▸ Document excerpt
====================

Although the inventors should not be held to a particular theory of operation, it is believed that the structure of FIGS. 4 and 5 represents a controlled or non-homogeneous distribution of secondary fibers meltblown fibers within the matrix of meltblown fibers as described above. While the distribution of secondary fibers within the meltblown fiber matrix does not appear to follow a precise gradient pattern, a cross-section of the structure does appear to exhibit increasing concentrations of meltblown fibers approaching its exterior surfaces and decreasing concentrations of meltblown fibers approaching its interior portions. This distribution is believed to be especially advantageous because, although the concentration of meltblown fibers in the inner portions of the structure is reduced, sufficient amounts of meltblown fibers are still present so that the nonwoven structure has many of the desirable strength and integrity characteristics of a generally homogenous structure while also providing desirable abrasion resistance properties due to the presence of high concentrations of meltblown fibers adjacent the exterior surfaces of the structure.

FIG. 6 is a 20.7X (linear magnification) photomicrograph of an exemplary homogenous fibrous nonwoven composite structure.

FIG. 7 is a 67.3X (linear magnification) photomicrograph of the exemplary homogenous nonwoven composite structure shown in FIG. 6. The composite structure shown in FIGS. 6 and 7 is a substantially homogenous mixture of meltblown polypropylene fibers and wood pulp. The homogenous mixture is an example of the type of material typically produced utilizing conventional techniques for making fibrous nonwoven composite webs. As is evident from FIGS. 6 and 7, meltblown fibers and wood pulp are uniformly distributed throughout all sections of the composite structure. The distribution of meltblown fibers is substantially the same adjacent the exterior surfaces of the structure as in its interior portions.

FIG. 8 is a 20.7X (linear magnification) photomicrograph of an exemplary layered fibrous nonwoven composite structure. FIG. 9 is a 67.3X (linear magnification) photomicrograph of the exemplary layered fibrous nonwoven composite structure shown in FIG. 8. The composite structure shown in FIGS. 8 and 9 contains discrete layers of meltblown polypropylene fibers sandwiching a discrete layer of wood pulp. The photomicrographs show that meltblown fibers are substantially absent from the inner portion of the layered composite structure.

====================

▸ Objectives
a – According to the passage on nonwoven composite structures, why is the fiber distribution shown in FIGS. 4 and 5 believed to be especially advantageous? Please answer in one to three sentences.
b – Extend the passage on nonwoven composite structures, starting after its final sentence.

(Records)

====================

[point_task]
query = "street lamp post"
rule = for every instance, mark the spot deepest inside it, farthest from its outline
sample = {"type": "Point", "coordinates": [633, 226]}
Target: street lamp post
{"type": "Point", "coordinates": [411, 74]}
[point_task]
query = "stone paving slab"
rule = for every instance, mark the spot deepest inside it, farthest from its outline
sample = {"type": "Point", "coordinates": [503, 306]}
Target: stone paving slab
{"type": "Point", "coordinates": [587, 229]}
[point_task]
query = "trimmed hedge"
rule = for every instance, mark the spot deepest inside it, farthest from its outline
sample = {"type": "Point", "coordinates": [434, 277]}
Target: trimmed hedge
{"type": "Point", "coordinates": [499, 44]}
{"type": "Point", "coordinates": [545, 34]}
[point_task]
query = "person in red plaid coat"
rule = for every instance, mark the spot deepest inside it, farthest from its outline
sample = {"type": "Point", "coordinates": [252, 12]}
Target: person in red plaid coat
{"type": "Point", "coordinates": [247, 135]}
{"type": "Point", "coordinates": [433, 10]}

====================

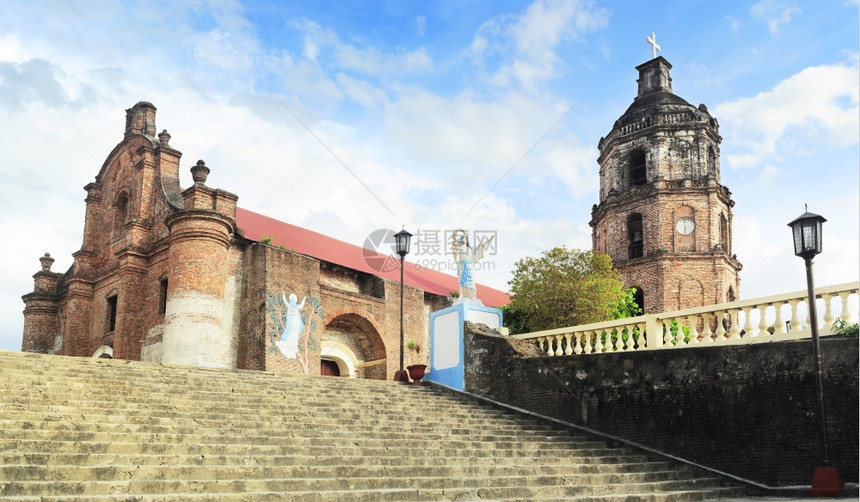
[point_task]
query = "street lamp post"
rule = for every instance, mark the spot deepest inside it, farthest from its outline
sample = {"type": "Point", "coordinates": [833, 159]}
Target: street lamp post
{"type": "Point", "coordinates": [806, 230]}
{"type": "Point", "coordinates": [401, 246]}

====================

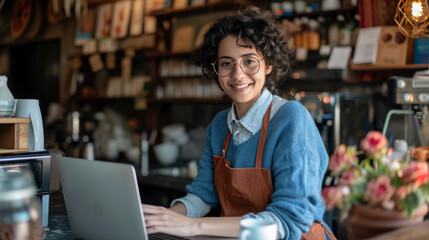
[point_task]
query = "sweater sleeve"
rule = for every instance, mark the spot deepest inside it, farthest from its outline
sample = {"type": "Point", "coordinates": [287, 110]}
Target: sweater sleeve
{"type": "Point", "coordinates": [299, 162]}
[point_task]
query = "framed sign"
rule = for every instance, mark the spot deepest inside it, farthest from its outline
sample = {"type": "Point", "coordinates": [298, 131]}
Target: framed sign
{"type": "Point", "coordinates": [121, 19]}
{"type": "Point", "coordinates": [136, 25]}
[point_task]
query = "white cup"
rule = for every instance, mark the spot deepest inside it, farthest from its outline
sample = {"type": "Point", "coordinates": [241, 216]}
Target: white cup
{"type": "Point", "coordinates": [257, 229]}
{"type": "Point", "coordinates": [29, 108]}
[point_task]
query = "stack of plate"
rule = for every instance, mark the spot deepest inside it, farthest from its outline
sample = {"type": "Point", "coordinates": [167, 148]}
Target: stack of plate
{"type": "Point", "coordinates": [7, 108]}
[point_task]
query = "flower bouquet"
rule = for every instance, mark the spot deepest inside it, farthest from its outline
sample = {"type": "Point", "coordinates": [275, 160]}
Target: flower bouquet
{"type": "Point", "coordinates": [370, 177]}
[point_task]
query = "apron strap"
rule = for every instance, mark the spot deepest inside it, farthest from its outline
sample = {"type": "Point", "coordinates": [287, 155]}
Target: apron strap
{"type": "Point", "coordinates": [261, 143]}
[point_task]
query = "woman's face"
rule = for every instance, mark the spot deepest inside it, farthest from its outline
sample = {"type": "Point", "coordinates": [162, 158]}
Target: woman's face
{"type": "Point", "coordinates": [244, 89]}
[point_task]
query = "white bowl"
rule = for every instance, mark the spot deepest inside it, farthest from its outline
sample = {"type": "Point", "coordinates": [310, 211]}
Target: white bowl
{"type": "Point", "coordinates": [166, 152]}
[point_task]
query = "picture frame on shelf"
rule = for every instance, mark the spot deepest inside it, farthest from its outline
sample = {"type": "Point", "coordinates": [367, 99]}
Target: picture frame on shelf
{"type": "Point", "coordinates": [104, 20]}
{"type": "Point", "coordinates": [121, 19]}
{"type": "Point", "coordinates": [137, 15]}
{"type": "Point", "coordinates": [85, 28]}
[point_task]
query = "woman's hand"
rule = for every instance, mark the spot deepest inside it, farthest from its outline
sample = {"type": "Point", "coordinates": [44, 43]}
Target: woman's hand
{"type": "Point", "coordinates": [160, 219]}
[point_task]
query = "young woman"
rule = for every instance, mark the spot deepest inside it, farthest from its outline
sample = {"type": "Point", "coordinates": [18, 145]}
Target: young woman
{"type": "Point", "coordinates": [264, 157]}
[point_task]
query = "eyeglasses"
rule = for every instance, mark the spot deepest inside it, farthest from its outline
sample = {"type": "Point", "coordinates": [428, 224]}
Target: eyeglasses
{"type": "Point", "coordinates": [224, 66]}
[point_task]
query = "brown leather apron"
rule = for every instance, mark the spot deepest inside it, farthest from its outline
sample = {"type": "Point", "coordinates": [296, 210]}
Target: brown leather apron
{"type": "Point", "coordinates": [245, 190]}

====================

▸ Per-task answers
a – Although fewer meltblown fibers are in the interior, enough remain for the structure to keep many of the strength and integrity characteristics of a generally homogeneous structure. The high concentrations of meltblown fibers next to the exterior surfaces also give it good abrasion resistance.

b –
EXAMPLES

Tensile strength and elongation measurements of samples were made utilizing an Instron Model 1122 Universal Test Instrument in accordance with Method 5100 of Federal Test Method Standard No. 191A. Tensile strength refers to the maximum load or force (i.e., peak load) encountered while elongating the sample to break. Measurements of peak load were made in the machine and cross-machine directions for wet samples. The results are expressed in units of force (pounds) for samples that measured 1 inch wide by 6 inches long.

Trapezoidal tear strengths of samples were measured in accordance with ASTM Standard Test D 1117-14 except that the tearing load is calculated as an average of the first and the highest peak loads rather than an average of the lowest and highest peak loads.

Particles and fibers shed from sample fabrics were measured by a Climet Lint test in accordance with INDA Standard Test 160.0-83 except that the sample size is 6 inch by 6 inch instead of 7 inch by 8 inch.

Water absorption capacities of samples were measured in accordance with Federal Specification No. UU-T-595C on industrial and institutional towels and wiping papers. The absorptive capacity refers to the capacity of a material to absorb liquid over a period of time and is related to the total amount of liquid held by a material at its point of saturation. Absorptive capacity is determined by measuring the increase in the weight of a material sample resulting from the absorption of a liquid. Absorptive capacity may be expressed, in percent, as the weight of liquid absorbed divided by the weight of the sample by the following equation:

Total Absorptive Capacity=(saturated sample weight--sale sample weight)/sample weight]×100.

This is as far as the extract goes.